DATASET CONTENT Start Marker
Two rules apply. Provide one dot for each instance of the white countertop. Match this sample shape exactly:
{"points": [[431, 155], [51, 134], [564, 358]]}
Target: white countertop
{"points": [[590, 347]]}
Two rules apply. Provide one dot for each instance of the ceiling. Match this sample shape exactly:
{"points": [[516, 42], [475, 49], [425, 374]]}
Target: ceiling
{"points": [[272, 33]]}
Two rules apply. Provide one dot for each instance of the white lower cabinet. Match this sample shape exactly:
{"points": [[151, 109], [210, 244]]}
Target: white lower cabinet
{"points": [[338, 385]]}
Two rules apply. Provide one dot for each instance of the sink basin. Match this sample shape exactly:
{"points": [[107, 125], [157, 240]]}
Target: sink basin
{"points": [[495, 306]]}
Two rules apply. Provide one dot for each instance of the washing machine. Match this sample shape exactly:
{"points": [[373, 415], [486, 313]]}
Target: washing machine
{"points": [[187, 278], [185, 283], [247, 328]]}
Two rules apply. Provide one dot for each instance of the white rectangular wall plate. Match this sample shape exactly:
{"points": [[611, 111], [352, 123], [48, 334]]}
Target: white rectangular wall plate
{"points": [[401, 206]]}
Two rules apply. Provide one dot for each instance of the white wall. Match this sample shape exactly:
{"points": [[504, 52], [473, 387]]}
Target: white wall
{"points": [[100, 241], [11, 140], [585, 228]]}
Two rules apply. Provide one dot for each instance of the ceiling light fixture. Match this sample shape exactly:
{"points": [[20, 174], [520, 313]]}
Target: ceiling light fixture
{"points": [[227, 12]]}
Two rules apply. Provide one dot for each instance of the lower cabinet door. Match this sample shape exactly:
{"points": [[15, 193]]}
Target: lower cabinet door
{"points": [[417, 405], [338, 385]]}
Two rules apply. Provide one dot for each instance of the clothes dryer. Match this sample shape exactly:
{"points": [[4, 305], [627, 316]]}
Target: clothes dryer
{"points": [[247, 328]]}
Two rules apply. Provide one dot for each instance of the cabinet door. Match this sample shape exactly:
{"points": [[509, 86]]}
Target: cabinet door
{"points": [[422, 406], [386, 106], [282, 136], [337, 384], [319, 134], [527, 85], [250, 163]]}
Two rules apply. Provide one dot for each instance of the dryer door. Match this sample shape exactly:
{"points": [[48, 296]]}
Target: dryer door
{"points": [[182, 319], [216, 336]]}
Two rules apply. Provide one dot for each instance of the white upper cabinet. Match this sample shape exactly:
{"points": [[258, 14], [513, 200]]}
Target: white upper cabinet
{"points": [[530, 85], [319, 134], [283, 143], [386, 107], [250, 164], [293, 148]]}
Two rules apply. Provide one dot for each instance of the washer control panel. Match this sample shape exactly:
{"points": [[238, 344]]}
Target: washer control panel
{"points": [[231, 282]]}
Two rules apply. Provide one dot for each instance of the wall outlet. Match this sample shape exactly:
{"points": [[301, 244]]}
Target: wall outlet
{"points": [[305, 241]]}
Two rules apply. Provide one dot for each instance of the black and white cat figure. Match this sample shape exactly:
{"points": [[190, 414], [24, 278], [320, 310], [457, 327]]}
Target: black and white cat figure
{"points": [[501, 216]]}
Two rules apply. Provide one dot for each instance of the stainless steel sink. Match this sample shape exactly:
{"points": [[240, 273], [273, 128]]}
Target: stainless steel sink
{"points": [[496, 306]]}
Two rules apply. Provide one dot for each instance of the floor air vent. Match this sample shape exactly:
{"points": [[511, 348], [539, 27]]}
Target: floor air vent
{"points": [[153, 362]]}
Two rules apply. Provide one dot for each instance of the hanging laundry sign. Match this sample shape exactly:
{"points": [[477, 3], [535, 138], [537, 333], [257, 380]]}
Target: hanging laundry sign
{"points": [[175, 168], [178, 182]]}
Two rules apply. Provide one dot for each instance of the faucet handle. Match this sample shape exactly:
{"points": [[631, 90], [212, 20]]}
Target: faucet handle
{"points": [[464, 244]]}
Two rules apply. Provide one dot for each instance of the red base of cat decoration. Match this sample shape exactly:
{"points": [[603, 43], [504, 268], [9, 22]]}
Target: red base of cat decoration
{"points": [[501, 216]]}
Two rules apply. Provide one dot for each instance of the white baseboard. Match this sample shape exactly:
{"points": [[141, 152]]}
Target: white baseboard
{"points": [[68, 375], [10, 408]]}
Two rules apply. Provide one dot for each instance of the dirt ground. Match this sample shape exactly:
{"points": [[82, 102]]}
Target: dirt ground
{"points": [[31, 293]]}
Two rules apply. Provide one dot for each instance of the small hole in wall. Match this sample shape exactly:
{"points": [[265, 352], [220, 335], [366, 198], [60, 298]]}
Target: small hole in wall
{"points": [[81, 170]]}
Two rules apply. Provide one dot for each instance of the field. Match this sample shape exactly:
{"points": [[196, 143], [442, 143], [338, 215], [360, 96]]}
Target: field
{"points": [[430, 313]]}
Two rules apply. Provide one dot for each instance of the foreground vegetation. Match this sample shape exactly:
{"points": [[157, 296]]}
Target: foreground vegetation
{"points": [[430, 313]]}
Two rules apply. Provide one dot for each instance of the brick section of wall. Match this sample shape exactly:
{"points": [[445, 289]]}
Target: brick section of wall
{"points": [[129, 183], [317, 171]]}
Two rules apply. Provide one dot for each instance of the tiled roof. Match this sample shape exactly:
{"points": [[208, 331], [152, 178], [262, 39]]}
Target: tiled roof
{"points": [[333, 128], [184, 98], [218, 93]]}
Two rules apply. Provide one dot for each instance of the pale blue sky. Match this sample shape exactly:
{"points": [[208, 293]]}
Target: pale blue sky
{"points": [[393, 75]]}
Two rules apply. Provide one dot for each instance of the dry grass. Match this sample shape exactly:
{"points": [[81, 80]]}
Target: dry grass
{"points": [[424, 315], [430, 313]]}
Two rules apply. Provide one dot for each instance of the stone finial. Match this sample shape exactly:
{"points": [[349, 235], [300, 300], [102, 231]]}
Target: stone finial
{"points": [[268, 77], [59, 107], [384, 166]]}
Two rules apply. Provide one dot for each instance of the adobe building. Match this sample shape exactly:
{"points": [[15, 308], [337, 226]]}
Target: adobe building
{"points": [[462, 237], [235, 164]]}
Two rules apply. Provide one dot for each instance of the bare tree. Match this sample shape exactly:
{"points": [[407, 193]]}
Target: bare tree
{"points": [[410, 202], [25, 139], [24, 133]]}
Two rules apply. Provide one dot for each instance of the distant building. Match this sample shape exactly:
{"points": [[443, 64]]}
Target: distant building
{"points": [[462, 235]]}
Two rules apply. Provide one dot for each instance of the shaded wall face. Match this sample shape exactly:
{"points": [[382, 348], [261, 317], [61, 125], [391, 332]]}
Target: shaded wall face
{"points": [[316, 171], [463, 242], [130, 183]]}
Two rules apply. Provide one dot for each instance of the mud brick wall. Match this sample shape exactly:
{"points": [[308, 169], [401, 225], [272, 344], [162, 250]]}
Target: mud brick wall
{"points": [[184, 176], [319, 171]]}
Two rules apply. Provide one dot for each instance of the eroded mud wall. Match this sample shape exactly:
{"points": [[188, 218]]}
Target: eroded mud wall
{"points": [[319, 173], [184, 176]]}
DATASET CONTENT End Marker
» **EXERCISE INSTRUCTIONS**: Reproduce each record exactly as written above.

» **EXERCISE OUTPUT**:
Two rules apply. Provide one dot for each instance of the white countertop. Match this sample shape exactly:
{"points": [[431, 155], [51, 134], [564, 358]]}
Target: white countertop
{"points": [[590, 347]]}
Two rules apply. Provide one dot for each instance of the ceiling. Match this sample shape exactly:
{"points": [[516, 42], [475, 49], [425, 374]]}
Target: ceiling
{"points": [[272, 33]]}
Two rules apply. Provide one dot for each instance of the white lower cabinet. Match this sample shape exactly:
{"points": [[151, 109], [210, 244]]}
Target: white lower cabinet
{"points": [[338, 385]]}
Two rules apply. Provide one dot for each instance of the sink basin. Match this sample shape exactly:
{"points": [[107, 125], [157, 240]]}
Target: sink basin
{"points": [[495, 306]]}
Two rules apply. Provide one dot for each instance of the washing machine. Match this sample shape exactly:
{"points": [[373, 415], [486, 313]]}
Target: washing machine
{"points": [[187, 278], [185, 283], [247, 328]]}
Two rules apply. Provide one dot for each instance of the white rectangular wall plate. Match this sample shape exactly:
{"points": [[611, 111], [352, 123], [48, 334]]}
Target: white rectangular wall plate
{"points": [[401, 206]]}
Two rules apply. Provide one dot for each instance of the white wall. Match this sample shape exactly:
{"points": [[504, 52], [473, 387]]}
Target: white wall
{"points": [[100, 241], [11, 140], [585, 228]]}
Two rules apply. Provide one dot for each instance of the ceiling light fixture. Match this sample shape exactly:
{"points": [[20, 174], [520, 313]]}
Target: ceiling light fixture
{"points": [[227, 12]]}
Two rules apply. Provide one dot for each instance of the lower cabinet door. Match this sample shape exactly:
{"points": [[15, 193]]}
Target: lower cabinet door
{"points": [[417, 405], [338, 385]]}
Two rules apply. Provide one dot for each instance of the clothes dryer. Match this sample shape exactly:
{"points": [[4, 305], [627, 316]]}
Target: clothes dryer
{"points": [[247, 328]]}
Two rules apply. Provide one dot for each instance of the cabinet door. Match this sample shape exactly:
{"points": [[509, 86]]}
Target: cabinet door
{"points": [[422, 406], [386, 106], [282, 136], [337, 384], [319, 134], [527, 85], [250, 163]]}
Two rules apply. Provide one dot for each instance of the dryer door. Match this sample shape exactly:
{"points": [[48, 296]]}
Target: dryer door
{"points": [[182, 319], [216, 336]]}
Two rules apply. Provide one dot for each instance of the white upper cabinet. Match this sample shape exactly:
{"points": [[258, 14], [513, 200]]}
Target: white upper cabinet
{"points": [[530, 85], [319, 134], [283, 143], [386, 107], [250, 164], [293, 148]]}
Two rules apply. Provide one dot for each instance of the washer control panel. Match this sample shape exactly:
{"points": [[238, 344]]}
Target: washer control panel
{"points": [[231, 282]]}
Two rules apply. Provide one dot for each instance of the wall outlet. Match this sample shape exactly:
{"points": [[301, 244]]}
Target: wall outlet
{"points": [[305, 241]]}
Two rules apply. Provide one dot for each instance of the black and white cat figure. Match this sample shape exactly:
{"points": [[190, 414], [24, 278], [320, 310], [457, 327]]}
Target: black and white cat figure
{"points": [[501, 216]]}
Two rules apply. Provide one dot for each instance of the stainless steel sink. Match this sample shape exactly:
{"points": [[240, 273], [273, 128]]}
Target: stainless steel sink
{"points": [[496, 306]]}
Two rules apply. Provide one dot for each instance of the floor air vent. Match this sample shape exactly:
{"points": [[511, 348], [539, 27]]}
Target: floor air vent
{"points": [[153, 362]]}
Two rules apply. Provide one dot for each instance of the hanging laundry sign. Match this sample shape exactly:
{"points": [[477, 3], [535, 138], [537, 333], [257, 380]]}
Target: hanging laundry sign
{"points": [[175, 168], [178, 182]]}
Two rules apply. Provide one dot for each instance of the faucet handle. Match this sample shape exactly:
{"points": [[631, 90], [212, 20]]}
Target: faucet handle
{"points": [[464, 244]]}
Two rules apply. Provide one dot for each instance of the red base of cat decoration. Match this sample shape exactly:
{"points": [[603, 43], [504, 268], [9, 22]]}
Target: red base of cat decoration
{"points": [[501, 216]]}
Two rules apply. Provide one dot for each instance of the white baseboard. Match this sample shape exactly:
{"points": [[141, 152]]}
Target: white baseboard
{"points": [[68, 375], [10, 408]]}
Two rules apply. Provide one dot for each instance of the dirt ground. Match this sample shape exactly:
{"points": [[82, 102]]}
Target: dirt ground
{"points": [[31, 293]]}
Two rules apply. Provide one dot for each instance of the small hole in wall. Match this sample shape exactly:
{"points": [[265, 352], [220, 335], [366, 198], [60, 298]]}
Target: small hole in wall
{"points": [[81, 170]]}
Two rules apply. Provide one dot for each instance of the field. Match this sample shape exactly:
{"points": [[196, 143], [442, 143], [338, 215], [360, 96]]}
Target: field
{"points": [[430, 313]]}
Two rules apply. Provide one dot for each instance of the foreground vegetation. Match this sample shape exactly:
{"points": [[157, 296]]}
Target: foreground vegetation
{"points": [[430, 313]]}
Two rules apply. Provide one dot for each instance of the brick section of wall. Match this sample shape exactly:
{"points": [[445, 289]]}
Target: brick section of wall
{"points": [[129, 183], [317, 171]]}
Two rules apply. Provide one dot for each instance of the tiled roof. Match this sample shape exactly:
{"points": [[208, 331], [152, 178], [262, 39]]}
Target: tiled roof
{"points": [[333, 128], [184, 98], [218, 93]]}
Two rules apply. Provide one dot for each instance of the pale blue sky. Match this sample shape exactly:
{"points": [[208, 293]]}
Target: pale blue sky
{"points": [[393, 75]]}
Two rules apply. Provide one dot for each instance of the dry grass. Match this sample shape exactly:
{"points": [[81, 80]]}
Target: dry grass
{"points": [[424, 315], [430, 313]]}
Two rules apply. Provide one dot for each instance of the stone finial. Match this sample shape exactly:
{"points": [[349, 235], [300, 300], [102, 231]]}
Target: stone finial
{"points": [[268, 77], [59, 107], [384, 166]]}
Two rules apply. Provide one dot for each instance of the adobe building. Match this sample shape exactly:
{"points": [[15, 308], [337, 226]]}
Target: adobe building
{"points": [[462, 237], [235, 164]]}
Two rules apply. Provide one dot for each instance of the bare tree. Match this sample shape exactly:
{"points": [[407, 193]]}
Target: bare tree
{"points": [[410, 202], [25, 139], [24, 133]]}
Two rules apply. Provide one dot for each instance of the distant building. Match this sample shape exactly:
{"points": [[443, 64]]}
Target: distant building
{"points": [[462, 235]]}
Two rules apply. Provide one dot for each instance of the shaded wall face. Match this sample shape exactly:
{"points": [[382, 348], [261, 317], [61, 125], [391, 332]]}
Target: shaded wall face
{"points": [[316, 171], [463, 242], [130, 183]]}
Two rules apply. Provide one dot for each instance of the mud brick wall. Match this sample shape exactly:
{"points": [[308, 169], [401, 225], [272, 344], [162, 250]]}
Target: mud brick wall
{"points": [[184, 176], [319, 171]]}
Two rules apply. Provide one dot for each instance of the eroded mud wall. Match this sample shape exactly:
{"points": [[188, 218]]}
Target: eroded mud wall
{"points": [[319, 173], [184, 176]]}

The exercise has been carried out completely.